CONSEGNE =>
1. Rispondi in base al brano sul ricorso contro la sentenza.
(a) Qual è la percentuale dello sconto legato alla tariffa "Riparazione Comfort"?
(b) Di quanto aumentava la franchigia in seguito a quello sconto?
(c) Quale disposizione del Codice delle assicurazioni richiama la ricorrente?
2. Prosegui il brano sul ricorso contro la sentenza a partire dalla sua ultima frase.

Ancora, la ricorrente ha criticato la sentenza impugnata per avere omesso l’esame della circostanza (a suo dire decisiva e controversa) che nel prospetto di polizza non era associato alcuno sconto in relazione alla garanzia per i danni provocati dai fenomeni naturali, mentre l’esplicitata relazione tra il premio applicato e le riduzioni previste dalla tariffa “Riparazione Comfort”, pari al 3 per cento, evidenziava l’inesistenza di una proporzione tale da preservare il sinallagma contrattuale, dato che allo sconto del 3 per cento seguiva un aumento della franchigia (e dunque una decurtazione del risarcimento) del 20 per cento. Secondo l’automobilista il Tribunale non avrebbe chiarito in merito quale prova o argomento di prova avesse offerto la compagnia assicurativa al fine di superare la sua contestazione relativa all’assenza di sconti e, comunque, per dimostrare la relazione tra lo sconto del 3 per cento sul premio e l’aumento degli scoperti in fase di liquidazione dell’indennizzo, nonché per provare che lo sconto applicato era idoneo a controbilanciare le limitazioni della garanzia introdotte dalla clausola. La ricorrente ha altresì evidenziato il “disvalore” della clausola anche alla luce del disposto di cui al neo-introdotto art. 148, n.11 bis, del Codice delle assicurazioni, deducendo anche l’illiceità delle controprestazioni di fare in relazione alle polizze inerenti al ramo danni in cui sarebbe ricompresa quella contro gli eventi naturali, e ha censurato la pronuncia nella parte in cui avrebbe omesso di chiarire le ragioni per le quali la sostituzione di una prestazione fungibile (come il pagamento di una somma) con una infungibile fondata sull’intuitus personae (come la riparazione in forma specifica), avrebbe costituito un vantaggio per l’assicurato.

ESTRATTI DEI DATI =>
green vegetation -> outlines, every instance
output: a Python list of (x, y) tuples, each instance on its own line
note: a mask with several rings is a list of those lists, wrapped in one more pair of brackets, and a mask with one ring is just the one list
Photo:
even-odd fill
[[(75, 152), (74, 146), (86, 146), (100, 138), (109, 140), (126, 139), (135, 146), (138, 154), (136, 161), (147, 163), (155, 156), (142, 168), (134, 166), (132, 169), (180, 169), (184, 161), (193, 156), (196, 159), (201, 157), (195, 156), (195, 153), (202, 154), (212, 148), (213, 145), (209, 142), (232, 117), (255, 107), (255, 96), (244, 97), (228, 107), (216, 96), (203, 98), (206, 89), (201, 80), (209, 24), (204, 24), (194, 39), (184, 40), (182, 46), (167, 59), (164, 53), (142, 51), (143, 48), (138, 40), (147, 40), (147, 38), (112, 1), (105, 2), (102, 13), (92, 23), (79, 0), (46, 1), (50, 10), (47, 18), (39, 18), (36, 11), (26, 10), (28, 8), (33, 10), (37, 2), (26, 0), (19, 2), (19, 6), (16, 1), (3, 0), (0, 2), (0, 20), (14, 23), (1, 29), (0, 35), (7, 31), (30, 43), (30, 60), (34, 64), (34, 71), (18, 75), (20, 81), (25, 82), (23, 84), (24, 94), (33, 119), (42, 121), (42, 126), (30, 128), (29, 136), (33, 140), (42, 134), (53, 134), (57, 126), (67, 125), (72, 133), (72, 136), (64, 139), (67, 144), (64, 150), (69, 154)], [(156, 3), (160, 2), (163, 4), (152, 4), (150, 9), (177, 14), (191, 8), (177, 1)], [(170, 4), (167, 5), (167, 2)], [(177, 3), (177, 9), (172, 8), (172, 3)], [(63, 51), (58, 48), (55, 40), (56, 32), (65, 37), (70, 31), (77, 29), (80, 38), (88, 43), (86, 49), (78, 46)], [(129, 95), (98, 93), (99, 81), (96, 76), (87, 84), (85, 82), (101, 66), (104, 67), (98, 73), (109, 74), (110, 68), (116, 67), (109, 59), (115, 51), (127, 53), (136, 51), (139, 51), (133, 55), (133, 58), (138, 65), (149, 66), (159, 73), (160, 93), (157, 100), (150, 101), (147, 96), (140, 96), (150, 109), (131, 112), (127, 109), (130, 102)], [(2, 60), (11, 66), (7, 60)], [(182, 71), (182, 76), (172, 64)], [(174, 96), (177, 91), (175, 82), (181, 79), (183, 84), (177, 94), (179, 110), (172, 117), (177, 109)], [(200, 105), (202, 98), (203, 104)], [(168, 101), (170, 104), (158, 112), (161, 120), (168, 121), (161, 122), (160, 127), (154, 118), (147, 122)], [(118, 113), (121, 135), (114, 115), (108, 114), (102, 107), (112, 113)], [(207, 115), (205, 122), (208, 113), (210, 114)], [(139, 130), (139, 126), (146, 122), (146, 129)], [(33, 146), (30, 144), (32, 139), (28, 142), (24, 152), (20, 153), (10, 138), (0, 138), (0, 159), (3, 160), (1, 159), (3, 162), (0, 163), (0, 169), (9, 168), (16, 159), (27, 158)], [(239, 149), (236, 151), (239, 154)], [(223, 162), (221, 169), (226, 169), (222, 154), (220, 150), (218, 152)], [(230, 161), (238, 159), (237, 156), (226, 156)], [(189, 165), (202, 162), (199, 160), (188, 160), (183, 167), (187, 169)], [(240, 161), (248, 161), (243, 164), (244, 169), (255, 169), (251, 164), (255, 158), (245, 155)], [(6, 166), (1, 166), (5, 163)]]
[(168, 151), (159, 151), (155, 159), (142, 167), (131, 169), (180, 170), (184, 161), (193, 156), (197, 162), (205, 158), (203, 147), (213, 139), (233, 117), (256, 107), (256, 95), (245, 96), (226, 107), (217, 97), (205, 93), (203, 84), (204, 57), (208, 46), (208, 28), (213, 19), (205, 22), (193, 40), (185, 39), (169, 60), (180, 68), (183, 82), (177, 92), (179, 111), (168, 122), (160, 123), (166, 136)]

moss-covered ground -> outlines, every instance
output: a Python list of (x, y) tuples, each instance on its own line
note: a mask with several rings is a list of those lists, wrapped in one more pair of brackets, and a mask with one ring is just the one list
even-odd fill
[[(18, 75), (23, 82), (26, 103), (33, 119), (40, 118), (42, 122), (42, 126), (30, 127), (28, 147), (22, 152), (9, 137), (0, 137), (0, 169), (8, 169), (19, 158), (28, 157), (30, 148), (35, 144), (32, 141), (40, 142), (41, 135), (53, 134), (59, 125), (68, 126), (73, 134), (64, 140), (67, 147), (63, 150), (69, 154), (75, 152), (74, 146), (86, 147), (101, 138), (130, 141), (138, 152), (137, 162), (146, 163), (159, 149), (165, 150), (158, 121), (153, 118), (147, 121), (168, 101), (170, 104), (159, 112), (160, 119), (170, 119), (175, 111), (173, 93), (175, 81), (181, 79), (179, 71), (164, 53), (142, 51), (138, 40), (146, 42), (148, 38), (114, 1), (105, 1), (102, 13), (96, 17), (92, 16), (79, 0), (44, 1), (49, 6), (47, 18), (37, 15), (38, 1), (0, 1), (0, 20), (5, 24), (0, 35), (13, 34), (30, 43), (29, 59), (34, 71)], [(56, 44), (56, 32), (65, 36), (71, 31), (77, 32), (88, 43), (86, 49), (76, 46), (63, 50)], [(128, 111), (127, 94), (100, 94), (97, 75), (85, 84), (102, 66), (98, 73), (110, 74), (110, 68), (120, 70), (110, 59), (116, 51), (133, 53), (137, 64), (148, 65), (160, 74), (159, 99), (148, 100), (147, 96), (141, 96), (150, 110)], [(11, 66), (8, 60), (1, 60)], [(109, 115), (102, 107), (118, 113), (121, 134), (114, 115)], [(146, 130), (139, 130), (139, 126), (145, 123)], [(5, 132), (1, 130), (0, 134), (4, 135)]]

SOLUZIONI DEGLI ESERCIZI =>
1.
(a) Il 3 per cento.
(b) Del 20 per cento.
(c) L'art. 148, n. 11 bis, del Codice delle assicurazioni.

2.
La ricorrente ha anche imputato ai giudici di avere fatto malgoverno della regola di riparto dell’onere della prova, in base alla quale ella avrebbe dovuto ritenersi onerata della dimostrazione dell’esistenza del contratto assicurativo e della fondatezza degli addotti motivi di censura (desumibili dal fascicolo informativo offerto in comunicazione e dalla prima pagina della polizza, da lei debitamente prodotta, in cui era integralmente disciplinata la garanzia “fenomeni naturali”), mentre sarebbe spettato alla società convenuta la prova di avere ottemperato agli obblighi di informazione e trasparenza di cui si era assunta la violazione: l’incontestata circostanza che ella aveva sottoscritto la dichiarazione di conoscere e di accettare le disposizioni della “Linea Comfort” riportate nelle condizioni di assicurazione e illustrate nel fascicolo informativo sarebbe stata invece inidonea a costituire prova del consapevole consenso dell’assicurata in ordine alla clausola.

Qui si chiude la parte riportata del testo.